►

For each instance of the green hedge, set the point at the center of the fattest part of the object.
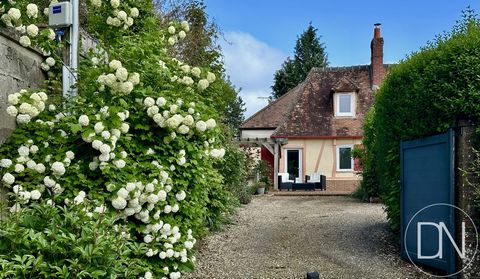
(423, 95)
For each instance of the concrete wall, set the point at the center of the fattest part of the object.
(19, 69)
(319, 155)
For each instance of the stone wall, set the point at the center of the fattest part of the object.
(19, 69)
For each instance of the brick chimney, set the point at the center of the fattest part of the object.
(376, 66)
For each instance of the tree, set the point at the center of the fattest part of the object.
(309, 53)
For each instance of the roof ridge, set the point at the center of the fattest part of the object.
(271, 104)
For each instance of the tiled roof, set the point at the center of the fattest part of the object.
(273, 114)
(307, 110)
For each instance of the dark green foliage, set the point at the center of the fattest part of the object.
(309, 53)
(422, 96)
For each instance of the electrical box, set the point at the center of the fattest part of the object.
(60, 15)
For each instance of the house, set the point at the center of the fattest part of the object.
(314, 127)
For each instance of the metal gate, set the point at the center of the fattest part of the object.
(427, 178)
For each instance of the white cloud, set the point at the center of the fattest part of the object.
(251, 65)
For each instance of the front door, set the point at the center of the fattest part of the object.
(293, 163)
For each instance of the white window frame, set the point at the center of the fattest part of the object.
(352, 105)
(338, 158)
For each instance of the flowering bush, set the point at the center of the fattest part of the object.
(120, 180)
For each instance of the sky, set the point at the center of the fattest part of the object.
(258, 35)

◄

• [TASK OBJECTIVE]: Please write out all of the lines above again, requests included, with every point coordinate in the answers raised by 97. Leave the pictures out.

• [ANSWER FOR THE TASK]:
For each instance of the green hedge, set the point at the center of the fattest part of the object.
(520, 192)
For each instance of the concrete wall, set the point at the center of the fattest part of the object.
(116, 166)
(416, 252)
For each instance of the stone wall, set the point at the center of the fattest part of the object.
(116, 166)
For each instance of the brick chimney, set the point at the center of the fattest part of the object.
(473, 163)
For each instance of the tree, set the point at the center of the fattest part of the object.
(406, 150)
For each instance of the roof ridge, set the point at the center of the fattest part of the object.
(368, 201)
For each instance of the tiled roof, set the point at the center of the fattest part of the object.
(370, 211)
(404, 207)
For each instance of the dark green foliage, set the point at the center of the fattest part of the object.
(406, 150)
(519, 193)
For each instance of the electrical box, set the point at the center of the fattest part of the object.
(157, 112)
For each instance of the house, set the point at the center of the fattest part of the object.
(411, 224)
For each instance of the metal gate, set the point at the center of the fattest part of the object.
(524, 275)
For each instance of the white cloud, set the point at the center of the fattest part of the object.
(348, 162)
For each instance of the front door, set the point at the center of the fattest part of the object.
(390, 260)
For each instance of the white window frame, set the point at the center of the fattest part of the object.
(449, 202)
(435, 255)
For each instance of the flowering bush, set the point at the center of the fattest part of the object.
(217, 277)
For each instance of the sky, set the point at the center of the fattest part of the object.
(355, 132)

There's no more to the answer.